EXERCISE DIRECTIONS
Count the lines in the items below that contain the string "every", treating case as significant. Give only the number.

RECORD SET

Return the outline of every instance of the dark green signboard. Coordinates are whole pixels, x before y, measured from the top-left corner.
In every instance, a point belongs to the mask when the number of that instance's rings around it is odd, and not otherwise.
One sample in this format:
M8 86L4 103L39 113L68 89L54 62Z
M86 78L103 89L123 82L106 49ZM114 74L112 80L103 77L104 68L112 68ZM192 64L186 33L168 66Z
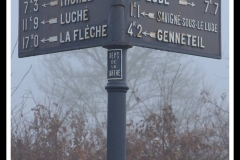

SOLUTION FOR THIS PROBLEM
2